#### TASK DESCRIPTION
Select every line of the data below that contains the word "jacket", and copy each one.

Stored items
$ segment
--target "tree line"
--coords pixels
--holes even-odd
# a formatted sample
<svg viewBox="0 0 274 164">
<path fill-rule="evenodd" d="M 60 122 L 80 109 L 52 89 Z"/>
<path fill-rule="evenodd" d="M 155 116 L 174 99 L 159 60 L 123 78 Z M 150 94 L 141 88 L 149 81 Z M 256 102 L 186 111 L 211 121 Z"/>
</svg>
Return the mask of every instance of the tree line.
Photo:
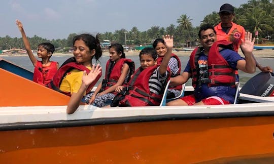
<svg viewBox="0 0 274 164">
<path fill-rule="evenodd" d="M 239 8 L 235 8 L 235 17 L 233 22 L 241 25 L 247 31 L 253 34 L 257 31 L 257 36 L 261 40 L 274 42 L 274 1 L 270 0 L 251 0 L 247 4 L 242 4 Z M 127 31 L 122 28 L 114 32 L 105 32 L 100 33 L 100 38 L 108 39 L 112 42 L 117 42 L 122 45 L 134 46 L 140 45 L 151 44 L 157 38 L 161 38 L 163 34 L 168 33 L 176 36 L 174 38 L 177 47 L 189 47 L 197 43 L 199 27 L 194 27 L 192 19 L 186 14 L 182 15 L 177 19 L 177 26 L 172 24 L 164 28 L 153 26 L 146 31 L 140 31 L 137 27 L 133 27 Z M 201 24 L 211 23 L 214 25 L 220 22 L 218 12 L 213 12 L 204 17 Z M 66 39 L 49 40 L 35 35 L 28 37 L 31 49 L 36 50 L 41 43 L 50 42 L 53 44 L 56 50 L 67 51 L 72 46 L 73 37 L 76 33 L 71 33 Z M 0 50 L 10 49 L 16 47 L 23 48 L 22 38 L 11 38 L 8 35 L 0 37 Z"/>
</svg>

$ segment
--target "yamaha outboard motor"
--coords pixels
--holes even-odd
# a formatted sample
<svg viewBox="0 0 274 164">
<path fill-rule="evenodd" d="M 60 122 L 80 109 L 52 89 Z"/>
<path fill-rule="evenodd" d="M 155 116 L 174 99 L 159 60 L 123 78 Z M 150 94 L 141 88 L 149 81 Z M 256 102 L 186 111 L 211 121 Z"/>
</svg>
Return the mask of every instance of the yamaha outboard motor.
<svg viewBox="0 0 274 164">
<path fill-rule="evenodd" d="M 243 86 L 240 93 L 258 96 L 274 96 L 274 73 L 257 74 Z"/>
</svg>

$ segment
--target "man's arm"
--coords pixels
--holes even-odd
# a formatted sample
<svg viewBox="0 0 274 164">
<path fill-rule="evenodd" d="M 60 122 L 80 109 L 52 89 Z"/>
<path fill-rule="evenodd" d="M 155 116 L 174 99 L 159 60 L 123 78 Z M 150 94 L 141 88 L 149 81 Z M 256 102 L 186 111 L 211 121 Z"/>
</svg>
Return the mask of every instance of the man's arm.
<svg viewBox="0 0 274 164">
<path fill-rule="evenodd" d="M 256 62 L 252 54 L 255 40 L 255 38 L 252 39 L 252 33 L 249 32 L 246 32 L 245 40 L 242 40 L 241 47 L 246 60 L 238 61 L 237 68 L 247 73 L 253 73 L 256 71 Z"/>
</svg>

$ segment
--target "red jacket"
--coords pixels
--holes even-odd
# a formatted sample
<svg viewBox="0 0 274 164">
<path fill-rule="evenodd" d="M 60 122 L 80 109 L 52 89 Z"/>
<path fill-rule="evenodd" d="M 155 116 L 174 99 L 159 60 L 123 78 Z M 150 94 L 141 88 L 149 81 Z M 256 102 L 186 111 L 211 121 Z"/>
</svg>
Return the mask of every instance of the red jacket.
<svg viewBox="0 0 274 164">
<path fill-rule="evenodd" d="M 216 86 L 235 86 L 235 70 L 229 66 L 227 61 L 224 59 L 219 52 L 219 47 L 227 48 L 231 47 L 231 42 L 225 40 L 217 41 L 210 48 L 208 55 L 208 79 L 207 82 L 209 87 Z M 198 58 L 200 49 L 196 48 L 190 57 L 190 64 L 192 70 L 192 86 L 195 88 L 199 84 L 199 68 Z"/>
<path fill-rule="evenodd" d="M 151 93 L 149 90 L 149 80 L 158 65 L 143 70 L 139 67 L 134 72 L 129 82 L 128 87 L 125 87 L 122 95 L 123 99 L 119 103 L 121 106 L 146 106 L 159 105 L 163 97 L 162 94 L 157 95 Z M 167 79 L 167 81 L 169 80 Z"/>
<path fill-rule="evenodd" d="M 49 85 L 49 87 L 54 89 L 55 91 L 63 93 L 65 95 L 71 96 L 70 92 L 63 92 L 60 90 L 59 88 L 63 77 L 66 75 L 67 73 L 69 72 L 73 69 L 77 69 L 81 71 L 85 70 L 88 74 L 90 72 L 90 70 L 88 68 L 82 64 L 78 64 L 75 62 L 68 62 L 65 64 L 63 64 L 59 68 L 58 71 L 55 74 L 53 77 L 53 78 L 52 79 L 52 80 L 51 80 L 50 85 Z M 95 86 L 101 75 L 102 73 L 100 73 L 100 74 L 96 78 L 96 79 L 88 87 L 86 91 L 86 93 L 87 94 L 90 91 L 90 90 Z"/>
<path fill-rule="evenodd" d="M 115 85 L 122 72 L 122 69 L 124 63 L 126 63 L 129 66 L 129 77 L 135 71 L 134 62 L 131 59 L 122 58 L 118 60 L 114 65 L 112 65 L 112 62 L 109 60 L 106 65 L 106 74 L 105 79 L 102 81 L 101 91 L 109 89 L 111 86 Z M 129 80 L 128 80 L 129 81 Z M 128 83 L 128 81 L 126 81 Z"/>
<path fill-rule="evenodd" d="M 57 71 L 57 64 L 51 61 L 48 67 L 43 67 L 42 62 L 38 61 L 35 66 L 33 81 L 47 87 Z"/>
</svg>

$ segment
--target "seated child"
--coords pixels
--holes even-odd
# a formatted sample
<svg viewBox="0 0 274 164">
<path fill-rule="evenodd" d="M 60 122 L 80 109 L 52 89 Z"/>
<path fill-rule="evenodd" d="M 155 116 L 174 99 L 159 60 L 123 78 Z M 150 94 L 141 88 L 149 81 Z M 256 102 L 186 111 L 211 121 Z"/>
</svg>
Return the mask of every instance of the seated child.
<svg viewBox="0 0 274 164">
<path fill-rule="evenodd" d="M 49 43 L 42 43 L 39 44 L 37 50 L 37 56 L 42 59 L 42 61 L 38 60 L 32 54 L 29 42 L 23 28 L 23 24 L 18 20 L 16 20 L 16 24 L 22 34 L 28 57 L 35 66 L 33 81 L 48 87 L 59 67 L 57 62 L 50 61 L 50 58 L 55 50 L 54 46 Z"/>
<path fill-rule="evenodd" d="M 51 88 L 71 96 L 66 108 L 68 114 L 77 109 L 83 96 L 90 92 L 101 76 L 101 68 L 92 64 L 93 57 L 97 61 L 102 55 L 98 35 L 96 38 L 86 33 L 76 35 L 73 45 L 74 57 L 60 67 L 50 85 Z"/>
<path fill-rule="evenodd" d="M 85 101 L 89 104 L 101 107 L 107 102 L 112 102 L 117 95 L 115 89 L 129 81 L 134 72 L 134 62 L 125 58 L 123 46 L 119 44 L 111 45 L 109 47 L 110 59 L 106 65 L 105 78 L 94 93 L 86 96 Z"/>
<path fill-rule="evenodd" d="M 166 54 L 160 65 L 157 64 L 157 54 L 152 48 L 143 49 L 140 53 L 141 67 L 132 76 L 126 87 L 119 86 L 119 93 L 111 106 L 145 106 L 159 105 L 170 77 L 168 63 L 173 48 L 173 36 L 163 36 Z"/>
</svg>

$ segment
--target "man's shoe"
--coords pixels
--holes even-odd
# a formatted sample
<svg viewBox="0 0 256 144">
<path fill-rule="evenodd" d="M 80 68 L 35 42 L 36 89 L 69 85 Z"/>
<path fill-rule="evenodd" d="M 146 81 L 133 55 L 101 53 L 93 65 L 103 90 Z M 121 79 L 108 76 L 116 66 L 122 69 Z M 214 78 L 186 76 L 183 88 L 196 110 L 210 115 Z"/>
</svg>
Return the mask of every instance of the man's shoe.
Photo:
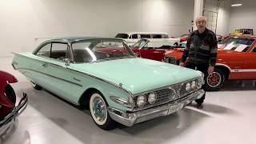
<svg viewBox="0 0 256 144">
<path fill-rule="evenodd" d="M 197 108 L 202 110 L 203 108 L 202 103 L 198 103 Z"/>
</svg>

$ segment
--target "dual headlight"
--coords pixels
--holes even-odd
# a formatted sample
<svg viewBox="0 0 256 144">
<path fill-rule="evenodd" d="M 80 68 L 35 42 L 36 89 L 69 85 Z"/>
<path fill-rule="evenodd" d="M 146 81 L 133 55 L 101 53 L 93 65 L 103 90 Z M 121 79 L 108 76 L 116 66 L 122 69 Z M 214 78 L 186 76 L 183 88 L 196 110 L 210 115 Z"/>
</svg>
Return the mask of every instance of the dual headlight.
<svg viewBox="0 0 256 144">
<path fill-rule="evenodd" d="M 146 97 L 140 95 L 137 98 L 136 104 L 138 107 L 143 106 L 146 102 L 154 104 L 157 100 L 157 94 L 155 93 L 150 93 Z"/>
<path fill-rule="evenodd" d="M 192 81 L 186 83 L 186 87 L 185 87 L 186 91 L 194 90 L 196 88 L 197 88 L 197 82 L 195 81 Z"/>
</svg>

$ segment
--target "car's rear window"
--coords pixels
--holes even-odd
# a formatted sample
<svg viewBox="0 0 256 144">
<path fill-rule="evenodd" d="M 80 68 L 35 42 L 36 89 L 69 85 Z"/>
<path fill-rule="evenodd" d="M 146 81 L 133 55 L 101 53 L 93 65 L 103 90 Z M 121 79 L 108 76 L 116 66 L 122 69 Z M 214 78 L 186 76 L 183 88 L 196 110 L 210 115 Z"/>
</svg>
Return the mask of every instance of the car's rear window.
<svg viewBox="0 0 256 144">
<path fill-rule="evenodd" d="M 72 43 L 76 63 L 135 58 L 132 50 L 121 39 L 90 39 Z"/>
</svg>

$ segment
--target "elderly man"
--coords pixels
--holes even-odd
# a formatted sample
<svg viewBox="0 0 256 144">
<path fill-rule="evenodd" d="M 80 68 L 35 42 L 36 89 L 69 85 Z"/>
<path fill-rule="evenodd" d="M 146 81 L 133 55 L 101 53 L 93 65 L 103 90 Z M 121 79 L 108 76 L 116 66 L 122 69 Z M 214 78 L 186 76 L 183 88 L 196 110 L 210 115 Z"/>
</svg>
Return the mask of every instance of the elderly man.
<svg viewBox="0 0 256 144">
<path fill-rule="evenodd" d="M 198 17 L 196 26 L 198 30 L 193 31 L 187 40 L 180 66 L 184 66 L 188 58 L 186 67 L 202 71 L 207 82 L 207 75 L 213 73 L 216 63 L 217 38 L 215 34 L 206 28 L 206 17 Z M 206 90 L 206 85 L 202 88 Z M 205 95 L 195 101 L 198 109 L 203 108 L 204 99 Z"/>
</svg>

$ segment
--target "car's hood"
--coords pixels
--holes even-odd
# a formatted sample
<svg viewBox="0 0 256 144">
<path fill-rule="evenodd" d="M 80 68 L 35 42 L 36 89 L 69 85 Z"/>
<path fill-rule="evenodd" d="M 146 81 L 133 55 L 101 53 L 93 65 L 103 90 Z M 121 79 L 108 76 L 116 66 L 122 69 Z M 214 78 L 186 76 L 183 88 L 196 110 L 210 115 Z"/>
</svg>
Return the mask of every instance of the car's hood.
<svg viewBox="0 0 256 144">
<path fill-rule="evenodd" d="M 198 71 L 144 58 L 73 64 L 71 69 L 115 83 L 138 94 L 199 77 Z"/>
</svg>

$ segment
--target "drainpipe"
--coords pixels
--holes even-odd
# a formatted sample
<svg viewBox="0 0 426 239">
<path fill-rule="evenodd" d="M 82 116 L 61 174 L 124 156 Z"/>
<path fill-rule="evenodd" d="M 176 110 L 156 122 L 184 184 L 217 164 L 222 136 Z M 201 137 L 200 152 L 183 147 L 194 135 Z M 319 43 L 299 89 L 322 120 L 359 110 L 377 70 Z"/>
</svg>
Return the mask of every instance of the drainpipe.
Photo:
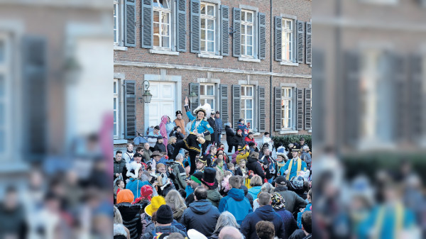
<svg viewBox="0 0 426 239">
<path fill-rule="evenodd" d="M 273 60 L 273 54 L 272 54 L 272 43 L 273 43 L 273 40 L 272 40 L 272 32 L 273 30 L 273 16 L 272 16 L 272 0 L 269 1 L 269 5 L 271 6 L 271 10 L 269 11 L 270 14 L 270 23 L 269 23 L 269 26 L 271 26 L 271 37 L 269 38 L 269 72 L 272 73 L 272 62 Z M 272 74 L 271 76 L 269 76 L 269 132 L 272 135 L 272 132 L 273 132 L 272 130 L 272 124 L 273 121 L 272 120 L 272 118 L 273 117 L 272 117 L 273 114 L 273 91 L 272 90 Z"/>
</svg>

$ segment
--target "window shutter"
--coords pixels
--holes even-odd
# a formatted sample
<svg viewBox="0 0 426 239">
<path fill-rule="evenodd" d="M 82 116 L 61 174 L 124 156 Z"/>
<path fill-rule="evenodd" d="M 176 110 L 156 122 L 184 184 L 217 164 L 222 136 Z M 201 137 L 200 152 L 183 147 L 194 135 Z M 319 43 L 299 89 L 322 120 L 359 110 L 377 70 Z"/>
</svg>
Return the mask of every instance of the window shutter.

#### SOLUTION FOR THIS PROBLEM
--target "red jacket"
Return the mask of every instance of the red jacket.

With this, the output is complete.